The problem: Repeat word for word the lines of the items below, from the line containing "Kindly outline every instance of the cloud" through the end of the items, with both ends included.

Information supplied:
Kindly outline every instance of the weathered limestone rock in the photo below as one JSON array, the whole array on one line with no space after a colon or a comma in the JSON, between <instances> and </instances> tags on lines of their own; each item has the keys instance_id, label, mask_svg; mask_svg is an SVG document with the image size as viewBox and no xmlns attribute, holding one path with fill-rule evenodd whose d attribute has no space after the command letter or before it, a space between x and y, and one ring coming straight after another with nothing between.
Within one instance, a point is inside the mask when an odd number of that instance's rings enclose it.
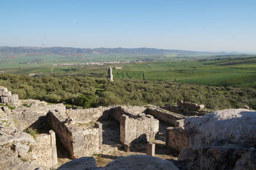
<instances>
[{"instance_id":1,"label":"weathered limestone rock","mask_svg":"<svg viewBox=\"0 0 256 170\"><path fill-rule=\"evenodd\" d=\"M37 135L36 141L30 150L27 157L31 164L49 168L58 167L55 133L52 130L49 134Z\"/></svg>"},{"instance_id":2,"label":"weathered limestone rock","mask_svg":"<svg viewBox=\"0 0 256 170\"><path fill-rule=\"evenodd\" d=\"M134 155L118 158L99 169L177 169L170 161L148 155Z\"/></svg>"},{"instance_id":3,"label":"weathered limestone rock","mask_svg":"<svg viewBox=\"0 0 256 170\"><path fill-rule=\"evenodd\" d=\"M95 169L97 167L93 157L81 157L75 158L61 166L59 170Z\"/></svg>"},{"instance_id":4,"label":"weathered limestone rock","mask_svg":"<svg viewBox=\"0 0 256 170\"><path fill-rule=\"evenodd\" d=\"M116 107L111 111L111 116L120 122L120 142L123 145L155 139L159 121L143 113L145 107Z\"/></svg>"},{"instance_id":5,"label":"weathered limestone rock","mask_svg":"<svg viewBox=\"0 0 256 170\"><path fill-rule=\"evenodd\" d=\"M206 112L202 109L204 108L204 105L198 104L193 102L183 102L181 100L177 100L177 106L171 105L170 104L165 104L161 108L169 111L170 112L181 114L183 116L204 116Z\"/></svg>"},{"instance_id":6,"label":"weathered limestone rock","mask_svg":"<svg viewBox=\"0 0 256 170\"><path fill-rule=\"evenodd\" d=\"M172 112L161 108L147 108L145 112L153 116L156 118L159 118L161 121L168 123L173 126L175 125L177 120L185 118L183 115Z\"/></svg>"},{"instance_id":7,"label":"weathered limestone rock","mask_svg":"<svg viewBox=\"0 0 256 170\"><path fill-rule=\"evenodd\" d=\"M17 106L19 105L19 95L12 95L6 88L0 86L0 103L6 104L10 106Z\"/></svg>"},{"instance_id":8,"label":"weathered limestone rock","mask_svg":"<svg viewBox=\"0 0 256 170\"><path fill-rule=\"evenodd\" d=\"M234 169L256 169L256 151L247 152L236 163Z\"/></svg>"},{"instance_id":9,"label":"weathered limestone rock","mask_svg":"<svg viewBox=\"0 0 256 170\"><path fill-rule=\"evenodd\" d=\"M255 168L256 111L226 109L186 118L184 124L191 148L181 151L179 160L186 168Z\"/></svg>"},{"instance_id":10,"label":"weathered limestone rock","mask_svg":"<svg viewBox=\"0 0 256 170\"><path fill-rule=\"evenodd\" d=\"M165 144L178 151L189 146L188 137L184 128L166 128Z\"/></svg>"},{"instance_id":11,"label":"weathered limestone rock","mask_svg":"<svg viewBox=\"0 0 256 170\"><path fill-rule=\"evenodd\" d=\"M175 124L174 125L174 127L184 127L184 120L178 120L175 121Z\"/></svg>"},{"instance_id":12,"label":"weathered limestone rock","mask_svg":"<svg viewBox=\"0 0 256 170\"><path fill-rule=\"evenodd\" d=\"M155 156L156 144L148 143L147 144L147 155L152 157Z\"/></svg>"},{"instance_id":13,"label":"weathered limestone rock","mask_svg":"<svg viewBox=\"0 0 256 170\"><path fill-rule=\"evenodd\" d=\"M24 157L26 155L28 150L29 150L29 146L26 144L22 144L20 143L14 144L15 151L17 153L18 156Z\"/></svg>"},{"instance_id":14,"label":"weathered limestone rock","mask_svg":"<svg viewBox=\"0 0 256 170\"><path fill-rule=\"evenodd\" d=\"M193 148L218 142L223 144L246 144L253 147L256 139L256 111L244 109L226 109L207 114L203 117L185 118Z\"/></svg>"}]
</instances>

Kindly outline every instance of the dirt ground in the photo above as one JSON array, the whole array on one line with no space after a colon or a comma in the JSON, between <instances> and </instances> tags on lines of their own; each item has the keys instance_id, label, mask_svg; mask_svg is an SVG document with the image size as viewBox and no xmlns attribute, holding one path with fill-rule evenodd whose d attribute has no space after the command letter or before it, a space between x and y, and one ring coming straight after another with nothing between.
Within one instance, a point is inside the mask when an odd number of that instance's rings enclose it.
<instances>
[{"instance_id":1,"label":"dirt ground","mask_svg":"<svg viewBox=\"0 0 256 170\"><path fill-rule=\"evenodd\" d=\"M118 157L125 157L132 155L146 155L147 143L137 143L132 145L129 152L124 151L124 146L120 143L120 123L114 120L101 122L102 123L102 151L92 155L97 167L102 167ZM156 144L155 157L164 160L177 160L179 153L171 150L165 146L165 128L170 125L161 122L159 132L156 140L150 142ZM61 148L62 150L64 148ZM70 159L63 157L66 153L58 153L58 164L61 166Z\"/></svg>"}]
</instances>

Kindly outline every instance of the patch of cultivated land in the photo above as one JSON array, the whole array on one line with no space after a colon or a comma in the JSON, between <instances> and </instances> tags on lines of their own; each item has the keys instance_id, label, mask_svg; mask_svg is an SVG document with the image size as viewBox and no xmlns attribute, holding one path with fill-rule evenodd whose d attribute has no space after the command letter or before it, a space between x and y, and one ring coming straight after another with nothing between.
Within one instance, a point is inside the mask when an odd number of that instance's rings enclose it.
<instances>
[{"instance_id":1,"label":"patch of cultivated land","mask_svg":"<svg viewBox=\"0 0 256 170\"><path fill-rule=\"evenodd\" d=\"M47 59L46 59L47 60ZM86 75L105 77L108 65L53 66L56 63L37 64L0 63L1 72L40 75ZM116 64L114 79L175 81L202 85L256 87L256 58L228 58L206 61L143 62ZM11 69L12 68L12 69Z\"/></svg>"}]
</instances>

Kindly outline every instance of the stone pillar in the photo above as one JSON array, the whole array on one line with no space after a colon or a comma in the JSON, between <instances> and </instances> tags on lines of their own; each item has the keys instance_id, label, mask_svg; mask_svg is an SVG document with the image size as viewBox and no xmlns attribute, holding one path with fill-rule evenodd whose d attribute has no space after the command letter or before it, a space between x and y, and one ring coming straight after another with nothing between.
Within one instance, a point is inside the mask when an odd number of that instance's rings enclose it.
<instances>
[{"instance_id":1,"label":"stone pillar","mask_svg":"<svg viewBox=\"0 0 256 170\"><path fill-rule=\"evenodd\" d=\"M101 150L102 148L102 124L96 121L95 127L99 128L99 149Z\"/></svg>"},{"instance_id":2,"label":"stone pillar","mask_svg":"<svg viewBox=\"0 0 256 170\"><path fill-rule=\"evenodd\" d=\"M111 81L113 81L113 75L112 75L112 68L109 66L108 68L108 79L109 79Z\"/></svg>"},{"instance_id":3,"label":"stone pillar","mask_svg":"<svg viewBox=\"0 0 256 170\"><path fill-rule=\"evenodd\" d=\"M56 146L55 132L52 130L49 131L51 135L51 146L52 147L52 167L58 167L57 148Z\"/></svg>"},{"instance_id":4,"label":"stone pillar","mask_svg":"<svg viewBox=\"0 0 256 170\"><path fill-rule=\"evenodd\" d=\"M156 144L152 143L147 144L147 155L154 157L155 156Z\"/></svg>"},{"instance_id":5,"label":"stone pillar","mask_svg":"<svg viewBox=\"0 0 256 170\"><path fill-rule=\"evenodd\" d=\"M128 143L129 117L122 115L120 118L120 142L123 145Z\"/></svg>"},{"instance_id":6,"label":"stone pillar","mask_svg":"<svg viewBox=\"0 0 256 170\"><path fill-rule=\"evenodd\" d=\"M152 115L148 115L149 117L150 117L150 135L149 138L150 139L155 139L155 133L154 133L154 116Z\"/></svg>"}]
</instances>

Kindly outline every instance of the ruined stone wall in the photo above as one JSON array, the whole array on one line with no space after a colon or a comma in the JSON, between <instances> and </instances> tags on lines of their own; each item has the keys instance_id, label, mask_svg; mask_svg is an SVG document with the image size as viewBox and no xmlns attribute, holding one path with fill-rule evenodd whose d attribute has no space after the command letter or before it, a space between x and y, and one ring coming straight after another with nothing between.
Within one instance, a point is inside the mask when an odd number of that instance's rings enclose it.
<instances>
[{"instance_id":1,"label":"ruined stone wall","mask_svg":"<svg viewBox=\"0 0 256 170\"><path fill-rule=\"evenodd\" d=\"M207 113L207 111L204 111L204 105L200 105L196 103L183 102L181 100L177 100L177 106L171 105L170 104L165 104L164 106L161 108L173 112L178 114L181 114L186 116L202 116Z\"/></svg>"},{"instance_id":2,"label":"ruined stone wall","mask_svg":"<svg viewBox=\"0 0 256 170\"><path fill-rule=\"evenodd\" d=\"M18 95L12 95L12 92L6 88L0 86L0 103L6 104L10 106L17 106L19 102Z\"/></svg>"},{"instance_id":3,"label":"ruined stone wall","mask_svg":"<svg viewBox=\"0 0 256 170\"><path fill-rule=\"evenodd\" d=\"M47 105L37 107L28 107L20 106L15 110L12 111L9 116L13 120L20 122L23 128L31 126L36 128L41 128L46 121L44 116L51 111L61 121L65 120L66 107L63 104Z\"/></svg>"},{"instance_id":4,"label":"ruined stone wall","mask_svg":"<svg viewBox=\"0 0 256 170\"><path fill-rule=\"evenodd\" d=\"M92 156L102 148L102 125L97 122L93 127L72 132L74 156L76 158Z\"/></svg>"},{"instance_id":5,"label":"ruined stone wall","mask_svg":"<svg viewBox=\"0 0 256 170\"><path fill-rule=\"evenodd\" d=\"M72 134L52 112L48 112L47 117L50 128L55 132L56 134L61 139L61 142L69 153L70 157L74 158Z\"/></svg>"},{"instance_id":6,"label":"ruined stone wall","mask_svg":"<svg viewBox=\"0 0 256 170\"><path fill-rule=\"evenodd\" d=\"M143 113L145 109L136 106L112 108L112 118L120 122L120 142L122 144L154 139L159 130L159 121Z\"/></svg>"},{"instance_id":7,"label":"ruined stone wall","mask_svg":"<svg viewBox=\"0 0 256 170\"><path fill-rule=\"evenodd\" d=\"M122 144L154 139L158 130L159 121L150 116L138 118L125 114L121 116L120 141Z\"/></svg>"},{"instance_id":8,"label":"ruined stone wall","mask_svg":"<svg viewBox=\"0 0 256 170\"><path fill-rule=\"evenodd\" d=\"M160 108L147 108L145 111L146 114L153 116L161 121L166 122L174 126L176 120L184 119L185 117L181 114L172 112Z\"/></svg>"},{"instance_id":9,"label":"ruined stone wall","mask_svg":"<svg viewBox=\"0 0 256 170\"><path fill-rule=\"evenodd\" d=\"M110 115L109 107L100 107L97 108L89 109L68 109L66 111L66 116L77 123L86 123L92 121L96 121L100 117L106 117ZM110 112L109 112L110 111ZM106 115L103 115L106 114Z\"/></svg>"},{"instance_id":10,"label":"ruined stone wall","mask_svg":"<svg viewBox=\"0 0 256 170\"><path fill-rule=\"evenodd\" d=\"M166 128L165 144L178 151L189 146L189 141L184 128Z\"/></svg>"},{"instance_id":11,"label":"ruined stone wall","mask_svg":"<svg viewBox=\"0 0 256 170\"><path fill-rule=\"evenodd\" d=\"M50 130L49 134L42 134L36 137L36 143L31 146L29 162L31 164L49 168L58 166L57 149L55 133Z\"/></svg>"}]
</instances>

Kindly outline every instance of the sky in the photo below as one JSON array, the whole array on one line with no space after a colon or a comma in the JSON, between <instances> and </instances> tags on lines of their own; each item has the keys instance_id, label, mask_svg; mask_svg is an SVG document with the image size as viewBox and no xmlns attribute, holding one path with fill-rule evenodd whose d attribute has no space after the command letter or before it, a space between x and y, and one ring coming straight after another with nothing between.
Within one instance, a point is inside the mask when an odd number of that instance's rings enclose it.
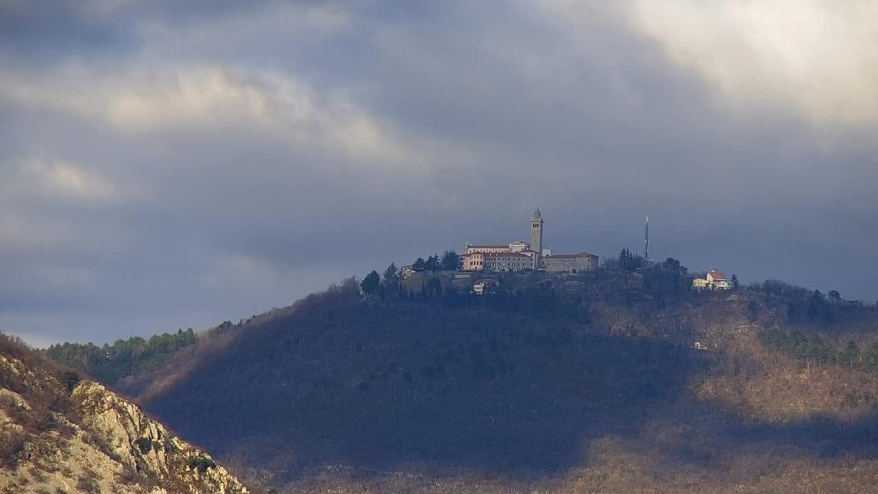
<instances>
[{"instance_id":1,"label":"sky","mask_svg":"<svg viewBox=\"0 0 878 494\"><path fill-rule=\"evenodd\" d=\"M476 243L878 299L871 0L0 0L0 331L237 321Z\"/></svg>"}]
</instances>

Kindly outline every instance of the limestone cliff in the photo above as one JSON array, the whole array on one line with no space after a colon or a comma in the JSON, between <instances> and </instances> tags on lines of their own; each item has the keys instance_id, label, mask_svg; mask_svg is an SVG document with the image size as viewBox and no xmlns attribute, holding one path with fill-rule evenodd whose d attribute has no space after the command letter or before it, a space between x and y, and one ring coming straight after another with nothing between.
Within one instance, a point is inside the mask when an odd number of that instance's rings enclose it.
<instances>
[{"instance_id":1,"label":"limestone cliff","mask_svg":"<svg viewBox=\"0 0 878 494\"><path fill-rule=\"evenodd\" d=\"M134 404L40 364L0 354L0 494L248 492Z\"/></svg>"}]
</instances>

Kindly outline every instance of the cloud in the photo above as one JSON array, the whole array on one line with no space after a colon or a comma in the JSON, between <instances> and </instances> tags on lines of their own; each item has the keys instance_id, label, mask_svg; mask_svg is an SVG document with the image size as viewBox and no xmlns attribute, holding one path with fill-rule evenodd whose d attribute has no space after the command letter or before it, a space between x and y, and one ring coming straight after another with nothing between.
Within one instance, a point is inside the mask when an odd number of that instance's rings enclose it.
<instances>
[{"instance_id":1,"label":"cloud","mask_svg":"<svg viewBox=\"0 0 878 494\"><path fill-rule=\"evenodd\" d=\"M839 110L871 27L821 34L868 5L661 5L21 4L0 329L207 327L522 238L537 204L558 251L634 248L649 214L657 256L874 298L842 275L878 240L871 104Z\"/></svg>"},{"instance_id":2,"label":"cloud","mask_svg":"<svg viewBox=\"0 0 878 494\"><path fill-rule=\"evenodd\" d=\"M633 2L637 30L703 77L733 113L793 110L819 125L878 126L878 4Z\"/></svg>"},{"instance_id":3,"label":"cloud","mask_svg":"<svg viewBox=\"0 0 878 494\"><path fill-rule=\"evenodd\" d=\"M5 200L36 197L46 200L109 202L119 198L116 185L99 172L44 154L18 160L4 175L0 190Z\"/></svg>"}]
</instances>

Exercise response:
Kindly outline every instance of the cloud in the photo above as one JSON array, the whole array on one line with no space after a colon or a comma in the JSON, between <instances> and </instances> tags on lines of their own; each item has the keys instance_id, label, mask_svg; mask_svg is an SVG document with the image size as viewBox and no xmlns attribute, holding one path with fill-rule evenodd whose d attribute has no space after the command letter or before it, a space between x and y, and one ring coming straight after another with nothing between.
Within one instance, a point is inside the mask when an odd number of that instance's rings enclose it.
<instances>
[{"instance_id":1,"label":"cloud","mask_svg":"<svg viewBox=\"0 0 878 494\"><path fill-rule=\"evenodd\" d=\"M839 110L871 27L821 34L868 5L661 5L21 4L0 329L207 327L522 238L537 204L558 251L634 248L649 214L657 256L874 298L842 275L878 240L871 104Z\"/></svg>"},{"instance_id":2,"label":"cloud","mask_svg":"<svg viewBox=\"0 0 878 494\"><path fill-rule=\"evenodd\" d=\"M633 2L637 30L703 77L733 113L793 110L819 125L878 126L878 4Z\"/></svg>"},{"instance_id":3,"label":"cloud","mask_svg":"<svg viewBox=\"0 0 878 494\"><path fill-rule=\"evenodd\" d=\"M5 200L36 197L46 200L109 202L119 198L116 185L99 172L44 154L18 160L4 175L0 190Z\"/></svg>"}]
</instances>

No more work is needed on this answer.